#### GIVEN PASSAGE

Saturday, 7 September 2013

The Weekly Word #4

Despite the again erroneous title I again bring you my weekly word!

First off I address the issue on everyone's mind, Syria. Well ladies and gentlemen it seems like things are getting worse in the region, with the civil war spiraling out of control and foreign intervention being either a pipe dream or a terrifying possibility according to the pundits.

The idea of intervention though is something that must weight heavily on the consciences of world leaders in the West. They missed their chance to support the only secular, and non-terrorist affiliated group in the region back in 2011, only to watch as the revolution was hijacked by a better armed and better funded Al-Qaeda offshoot with ties to our supposed allies in Saudi Arabia and Qatar.

Now though, Assad has crossed the line which was set by using chemical weapons. The time has (theoretically) come for the Western world to intervene and say loud and clear that the use of chemical weapons will not be tolerated.

However, Western opinion seems divided on that, and I can understand why. Let us take a look at what the possible outcomes are in Syria. The first is for the Assad regime to completely win the civil war and stay in power. There will of course be reprisals, crackdowns, and a tightened security state. However, the balance of power in the region will not be adversely affected (save Russia's growing influence) and another dictator will have stood up to the West. A terrible option for the Syrian people, but no worse than that they face right now.

In the next scenario we have a definite victory by the Al-Nursa Front and its allies. Then we have a secure base of operations for militants which could further destabilize the region, give a foreign terrorist organization access to chemical weapons, reach in the Mediterranean, and a major source of arms and supplies. This would most likely come back to bite the West in the behind in a big way.

The Third scenario is for the Free Syrian Army to win and establish a semi-stable state which could be a boon or a hindrance to the region. It would probably end up like Libya with internal difficulties, and many religious militias refusing to answer to the government (as well as the unsettling question of the Kurdish population). The worst case scenario for an FSA victory is for the fighting to merely continue and devastate the region further still in an Afghanistan style civil war.

Now these are all merely speculations, and if the war goes on much longer it may begin to seriously unsettle the entire region. However, how the West reacts will determine how the conflict is played out. If the West strikes at Assad's military power bases and weakens him it will prolong the war, if it directly helps the rebels (who may or may not be friendly to the US) it invites the victory of a potential enemy, and if it does nothing, then it is still up in the air.

The West is also limited in its ability to respond by Assad's threats to unleash chemical weapons on the region if he suspects regime change is the attempted American goal. This leads merely to a number of bad and worse decisions which will probably not give the West an edge in the conflict. Meanwhile it grinds inexorably on.

Meanwhile in the news we have two bright spots with a pair of infamous mass murderers getting their sentences passed down recently. Nidal Malik Hassan and Robert Bales were sentenced to death and life in prison respectively.

#### DATA EXCERPTS
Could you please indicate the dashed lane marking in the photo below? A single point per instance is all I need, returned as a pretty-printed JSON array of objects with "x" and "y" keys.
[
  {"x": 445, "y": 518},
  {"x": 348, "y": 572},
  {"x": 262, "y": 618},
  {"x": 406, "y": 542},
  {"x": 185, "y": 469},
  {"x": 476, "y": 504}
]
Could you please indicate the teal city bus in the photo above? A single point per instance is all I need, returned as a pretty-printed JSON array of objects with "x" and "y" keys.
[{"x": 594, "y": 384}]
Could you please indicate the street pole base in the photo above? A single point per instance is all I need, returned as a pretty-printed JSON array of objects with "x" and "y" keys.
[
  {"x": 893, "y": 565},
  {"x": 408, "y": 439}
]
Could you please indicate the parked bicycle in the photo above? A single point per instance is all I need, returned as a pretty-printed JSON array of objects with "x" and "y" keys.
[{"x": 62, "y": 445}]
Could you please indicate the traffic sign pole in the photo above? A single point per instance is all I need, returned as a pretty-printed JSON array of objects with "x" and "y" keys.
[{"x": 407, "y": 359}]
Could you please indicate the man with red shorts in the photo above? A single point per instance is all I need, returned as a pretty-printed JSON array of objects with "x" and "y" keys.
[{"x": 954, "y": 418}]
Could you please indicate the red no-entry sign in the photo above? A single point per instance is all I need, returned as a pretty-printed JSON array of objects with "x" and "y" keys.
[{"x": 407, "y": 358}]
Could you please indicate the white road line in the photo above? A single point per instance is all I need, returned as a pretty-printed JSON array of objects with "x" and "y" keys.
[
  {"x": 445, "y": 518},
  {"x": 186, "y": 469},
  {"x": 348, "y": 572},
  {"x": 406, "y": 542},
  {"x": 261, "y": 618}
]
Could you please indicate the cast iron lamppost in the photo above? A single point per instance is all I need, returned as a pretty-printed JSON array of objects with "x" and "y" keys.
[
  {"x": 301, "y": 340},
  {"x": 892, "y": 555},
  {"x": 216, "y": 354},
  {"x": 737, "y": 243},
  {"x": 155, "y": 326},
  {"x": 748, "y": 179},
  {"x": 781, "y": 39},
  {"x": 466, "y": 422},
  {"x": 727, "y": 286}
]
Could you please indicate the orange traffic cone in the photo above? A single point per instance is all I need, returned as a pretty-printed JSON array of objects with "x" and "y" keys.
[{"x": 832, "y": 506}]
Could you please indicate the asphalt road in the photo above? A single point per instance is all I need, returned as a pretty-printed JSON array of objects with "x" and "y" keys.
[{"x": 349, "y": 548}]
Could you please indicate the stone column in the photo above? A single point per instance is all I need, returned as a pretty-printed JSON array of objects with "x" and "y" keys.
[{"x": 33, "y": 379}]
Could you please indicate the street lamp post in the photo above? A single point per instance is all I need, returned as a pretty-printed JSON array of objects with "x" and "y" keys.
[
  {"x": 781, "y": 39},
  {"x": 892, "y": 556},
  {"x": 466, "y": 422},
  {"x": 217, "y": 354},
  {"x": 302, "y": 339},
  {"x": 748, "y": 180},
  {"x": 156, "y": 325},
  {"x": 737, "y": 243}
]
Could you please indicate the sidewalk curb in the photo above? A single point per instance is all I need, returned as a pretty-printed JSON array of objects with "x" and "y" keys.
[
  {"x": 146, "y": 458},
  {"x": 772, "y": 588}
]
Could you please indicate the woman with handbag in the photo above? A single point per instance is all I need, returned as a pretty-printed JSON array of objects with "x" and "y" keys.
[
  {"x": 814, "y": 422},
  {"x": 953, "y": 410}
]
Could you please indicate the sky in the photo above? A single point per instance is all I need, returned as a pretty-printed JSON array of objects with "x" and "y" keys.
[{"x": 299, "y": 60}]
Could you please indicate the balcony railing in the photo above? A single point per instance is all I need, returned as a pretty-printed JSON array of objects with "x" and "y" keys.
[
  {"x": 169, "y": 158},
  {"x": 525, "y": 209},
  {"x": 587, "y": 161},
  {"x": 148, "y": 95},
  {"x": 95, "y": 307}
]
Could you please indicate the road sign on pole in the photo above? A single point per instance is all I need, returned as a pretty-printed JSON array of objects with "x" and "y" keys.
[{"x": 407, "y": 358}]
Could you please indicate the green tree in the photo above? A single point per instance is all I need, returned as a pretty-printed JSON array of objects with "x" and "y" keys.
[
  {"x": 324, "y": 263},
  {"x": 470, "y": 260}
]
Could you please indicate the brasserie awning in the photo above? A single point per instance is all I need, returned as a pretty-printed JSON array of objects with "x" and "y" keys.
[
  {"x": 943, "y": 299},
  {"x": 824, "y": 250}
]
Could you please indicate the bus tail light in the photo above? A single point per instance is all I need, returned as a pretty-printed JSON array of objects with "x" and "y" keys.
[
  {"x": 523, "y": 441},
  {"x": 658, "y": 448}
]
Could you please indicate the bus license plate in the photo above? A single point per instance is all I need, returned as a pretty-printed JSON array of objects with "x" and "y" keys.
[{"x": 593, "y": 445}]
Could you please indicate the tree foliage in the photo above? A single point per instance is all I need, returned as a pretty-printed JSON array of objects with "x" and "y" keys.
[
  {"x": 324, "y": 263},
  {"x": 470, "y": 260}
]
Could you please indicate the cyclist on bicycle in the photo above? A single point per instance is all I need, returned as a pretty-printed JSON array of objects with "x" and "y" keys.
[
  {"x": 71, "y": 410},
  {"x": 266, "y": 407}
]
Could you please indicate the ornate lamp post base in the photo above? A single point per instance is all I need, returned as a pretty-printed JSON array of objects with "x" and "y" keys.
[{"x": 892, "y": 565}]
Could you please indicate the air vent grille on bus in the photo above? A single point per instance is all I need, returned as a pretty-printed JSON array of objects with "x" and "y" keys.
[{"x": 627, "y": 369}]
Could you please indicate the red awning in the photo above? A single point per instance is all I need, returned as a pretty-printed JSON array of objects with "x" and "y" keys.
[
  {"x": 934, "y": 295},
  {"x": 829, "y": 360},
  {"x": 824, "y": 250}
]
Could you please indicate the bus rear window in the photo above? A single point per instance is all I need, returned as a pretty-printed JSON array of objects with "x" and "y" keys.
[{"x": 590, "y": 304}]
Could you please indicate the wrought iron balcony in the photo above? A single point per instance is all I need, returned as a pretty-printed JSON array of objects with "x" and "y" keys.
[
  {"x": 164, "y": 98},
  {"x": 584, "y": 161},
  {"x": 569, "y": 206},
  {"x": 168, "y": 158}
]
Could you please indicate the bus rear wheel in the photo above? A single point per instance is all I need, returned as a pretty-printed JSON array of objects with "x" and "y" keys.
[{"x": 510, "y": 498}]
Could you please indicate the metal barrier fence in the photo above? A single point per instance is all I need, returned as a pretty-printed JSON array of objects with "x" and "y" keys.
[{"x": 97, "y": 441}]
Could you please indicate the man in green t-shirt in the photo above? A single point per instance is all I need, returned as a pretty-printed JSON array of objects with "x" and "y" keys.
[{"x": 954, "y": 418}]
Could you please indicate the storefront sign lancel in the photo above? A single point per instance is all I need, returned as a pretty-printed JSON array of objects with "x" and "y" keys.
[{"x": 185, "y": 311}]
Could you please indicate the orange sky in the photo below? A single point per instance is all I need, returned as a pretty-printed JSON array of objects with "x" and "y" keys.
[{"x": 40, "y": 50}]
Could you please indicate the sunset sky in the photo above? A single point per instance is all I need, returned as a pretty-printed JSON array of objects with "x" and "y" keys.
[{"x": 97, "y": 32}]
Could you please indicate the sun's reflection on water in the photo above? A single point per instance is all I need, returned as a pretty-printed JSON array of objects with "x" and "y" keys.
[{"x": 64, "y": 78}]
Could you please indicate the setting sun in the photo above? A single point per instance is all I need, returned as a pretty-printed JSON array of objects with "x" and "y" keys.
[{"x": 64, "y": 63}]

#### PROBLEM TO SOLVE
Answer these from the weekly column on Syria:
1. In what year does the column say the West missed its chance to support the secular, non-terrorist group?
2. Which group's victory does the third scenario describe?
3. What sentences did Nidal Malik Hassan and Robert Bales each receive?

#### RESPONSE AREA
1. 2011
2. The Free Syrian Army
3. Nidal Malik Hassan was sentenced to death, and Robert Bales to life in prison.